Material provided ->

=====

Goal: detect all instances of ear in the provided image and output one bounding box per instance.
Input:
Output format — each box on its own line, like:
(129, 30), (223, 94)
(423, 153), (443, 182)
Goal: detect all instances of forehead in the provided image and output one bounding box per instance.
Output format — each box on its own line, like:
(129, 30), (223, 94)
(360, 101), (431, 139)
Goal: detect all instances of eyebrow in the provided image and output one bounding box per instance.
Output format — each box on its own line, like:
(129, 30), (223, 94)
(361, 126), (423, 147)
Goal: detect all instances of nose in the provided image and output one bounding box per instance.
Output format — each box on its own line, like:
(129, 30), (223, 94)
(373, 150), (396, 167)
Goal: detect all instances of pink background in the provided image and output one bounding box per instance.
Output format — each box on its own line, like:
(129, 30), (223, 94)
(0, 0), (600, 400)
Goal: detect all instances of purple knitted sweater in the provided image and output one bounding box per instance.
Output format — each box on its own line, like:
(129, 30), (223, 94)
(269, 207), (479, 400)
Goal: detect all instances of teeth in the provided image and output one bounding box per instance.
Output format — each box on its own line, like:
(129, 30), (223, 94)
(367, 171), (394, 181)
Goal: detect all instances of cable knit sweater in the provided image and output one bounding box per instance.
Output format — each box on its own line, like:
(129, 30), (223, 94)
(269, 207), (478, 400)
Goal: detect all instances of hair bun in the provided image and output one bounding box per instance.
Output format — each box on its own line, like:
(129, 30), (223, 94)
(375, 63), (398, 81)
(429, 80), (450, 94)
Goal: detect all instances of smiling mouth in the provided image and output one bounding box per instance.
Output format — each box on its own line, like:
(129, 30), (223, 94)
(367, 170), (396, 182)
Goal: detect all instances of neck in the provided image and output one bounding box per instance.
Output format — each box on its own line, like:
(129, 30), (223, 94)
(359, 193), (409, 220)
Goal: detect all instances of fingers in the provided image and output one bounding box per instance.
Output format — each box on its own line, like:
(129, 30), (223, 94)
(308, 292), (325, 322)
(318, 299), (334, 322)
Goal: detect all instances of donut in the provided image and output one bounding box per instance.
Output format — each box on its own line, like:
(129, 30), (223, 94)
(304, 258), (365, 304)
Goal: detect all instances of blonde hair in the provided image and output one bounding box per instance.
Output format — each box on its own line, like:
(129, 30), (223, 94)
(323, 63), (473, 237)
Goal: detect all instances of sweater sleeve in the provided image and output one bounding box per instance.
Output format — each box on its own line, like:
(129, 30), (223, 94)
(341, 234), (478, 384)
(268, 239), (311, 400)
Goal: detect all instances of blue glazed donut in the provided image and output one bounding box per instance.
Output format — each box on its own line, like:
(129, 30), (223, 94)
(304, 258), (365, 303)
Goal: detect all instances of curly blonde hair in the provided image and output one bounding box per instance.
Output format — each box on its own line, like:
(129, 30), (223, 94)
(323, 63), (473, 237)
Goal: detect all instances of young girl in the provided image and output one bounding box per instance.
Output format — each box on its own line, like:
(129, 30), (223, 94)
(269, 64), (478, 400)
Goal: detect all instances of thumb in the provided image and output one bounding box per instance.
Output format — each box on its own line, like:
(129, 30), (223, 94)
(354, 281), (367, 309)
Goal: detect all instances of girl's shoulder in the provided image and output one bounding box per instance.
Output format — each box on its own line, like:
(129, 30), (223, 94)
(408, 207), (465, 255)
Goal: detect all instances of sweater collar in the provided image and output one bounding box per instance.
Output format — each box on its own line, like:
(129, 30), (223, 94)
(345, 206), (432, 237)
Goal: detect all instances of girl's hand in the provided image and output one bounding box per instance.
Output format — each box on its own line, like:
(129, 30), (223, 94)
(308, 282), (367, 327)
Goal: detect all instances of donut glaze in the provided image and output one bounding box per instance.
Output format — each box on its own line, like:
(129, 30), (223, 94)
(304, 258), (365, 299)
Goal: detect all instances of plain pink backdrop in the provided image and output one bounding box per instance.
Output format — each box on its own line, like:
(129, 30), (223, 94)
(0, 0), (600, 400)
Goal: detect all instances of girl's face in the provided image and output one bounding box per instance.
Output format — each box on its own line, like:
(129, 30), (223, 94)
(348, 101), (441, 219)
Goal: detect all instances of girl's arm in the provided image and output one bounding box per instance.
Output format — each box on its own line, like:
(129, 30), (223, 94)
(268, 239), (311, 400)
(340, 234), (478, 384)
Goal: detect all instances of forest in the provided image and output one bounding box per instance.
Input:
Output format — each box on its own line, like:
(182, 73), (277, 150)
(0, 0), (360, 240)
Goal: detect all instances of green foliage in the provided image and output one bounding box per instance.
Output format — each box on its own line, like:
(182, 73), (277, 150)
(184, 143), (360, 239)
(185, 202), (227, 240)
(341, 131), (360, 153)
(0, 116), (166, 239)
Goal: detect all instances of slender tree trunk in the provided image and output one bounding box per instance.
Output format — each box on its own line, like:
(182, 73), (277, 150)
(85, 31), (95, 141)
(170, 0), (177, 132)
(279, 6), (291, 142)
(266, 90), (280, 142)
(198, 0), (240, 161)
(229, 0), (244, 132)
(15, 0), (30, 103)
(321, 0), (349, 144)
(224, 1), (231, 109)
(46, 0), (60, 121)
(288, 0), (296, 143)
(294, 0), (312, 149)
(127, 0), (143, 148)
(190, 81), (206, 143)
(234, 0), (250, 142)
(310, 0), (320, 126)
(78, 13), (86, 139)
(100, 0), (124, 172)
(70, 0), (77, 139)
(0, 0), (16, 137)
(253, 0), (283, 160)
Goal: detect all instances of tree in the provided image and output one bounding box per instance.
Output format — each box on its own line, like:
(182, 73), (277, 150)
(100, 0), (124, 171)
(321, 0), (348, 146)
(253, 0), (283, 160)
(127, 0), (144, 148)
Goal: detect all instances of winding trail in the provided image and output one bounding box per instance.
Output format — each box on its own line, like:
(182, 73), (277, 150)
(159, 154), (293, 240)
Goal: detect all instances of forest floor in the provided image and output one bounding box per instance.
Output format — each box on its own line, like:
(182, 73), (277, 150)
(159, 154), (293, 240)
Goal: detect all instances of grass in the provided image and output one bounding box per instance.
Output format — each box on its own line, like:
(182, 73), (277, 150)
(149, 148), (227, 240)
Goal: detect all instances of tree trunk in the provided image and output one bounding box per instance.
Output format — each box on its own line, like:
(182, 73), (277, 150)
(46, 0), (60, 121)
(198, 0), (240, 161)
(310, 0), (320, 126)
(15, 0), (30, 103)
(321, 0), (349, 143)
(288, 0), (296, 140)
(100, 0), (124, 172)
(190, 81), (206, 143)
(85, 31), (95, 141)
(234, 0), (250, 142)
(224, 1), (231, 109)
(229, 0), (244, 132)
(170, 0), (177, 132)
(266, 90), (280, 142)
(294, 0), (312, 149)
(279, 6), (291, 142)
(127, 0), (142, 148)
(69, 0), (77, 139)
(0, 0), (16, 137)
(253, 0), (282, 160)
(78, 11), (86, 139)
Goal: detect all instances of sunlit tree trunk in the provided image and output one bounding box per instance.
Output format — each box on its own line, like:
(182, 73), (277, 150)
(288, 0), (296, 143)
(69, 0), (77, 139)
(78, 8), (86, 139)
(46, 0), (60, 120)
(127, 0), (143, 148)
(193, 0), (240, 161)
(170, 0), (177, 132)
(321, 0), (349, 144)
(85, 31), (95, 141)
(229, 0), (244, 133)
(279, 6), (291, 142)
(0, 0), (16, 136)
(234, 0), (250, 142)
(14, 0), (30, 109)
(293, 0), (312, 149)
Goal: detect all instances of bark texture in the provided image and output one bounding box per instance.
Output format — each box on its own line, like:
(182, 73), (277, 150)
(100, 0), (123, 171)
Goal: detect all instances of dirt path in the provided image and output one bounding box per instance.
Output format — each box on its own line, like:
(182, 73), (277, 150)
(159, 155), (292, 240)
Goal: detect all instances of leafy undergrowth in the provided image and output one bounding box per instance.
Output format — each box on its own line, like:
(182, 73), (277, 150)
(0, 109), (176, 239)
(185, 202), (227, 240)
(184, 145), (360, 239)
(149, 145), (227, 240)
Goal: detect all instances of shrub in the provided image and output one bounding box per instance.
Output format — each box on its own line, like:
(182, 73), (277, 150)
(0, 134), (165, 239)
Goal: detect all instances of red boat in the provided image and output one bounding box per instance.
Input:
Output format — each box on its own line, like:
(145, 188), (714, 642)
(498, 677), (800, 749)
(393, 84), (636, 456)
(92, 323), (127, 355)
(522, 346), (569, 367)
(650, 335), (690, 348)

=====

What the task requires -> Turn the lines above, from the line with "Goal: detect all instances of cable" up to and including the line with "(269, 207), (478, 400)", into a JSON list of strings with one string per line and no blank lines.

Output for this exercise ->
[
  "Goal: detect all instances of cable knit sweater in the provided image and output one bounding box per instance.",
  "Output format — each box on its own line, like:",
  "(129, 30), (223, 94)",
  "(269, 207), (478, 400)"
]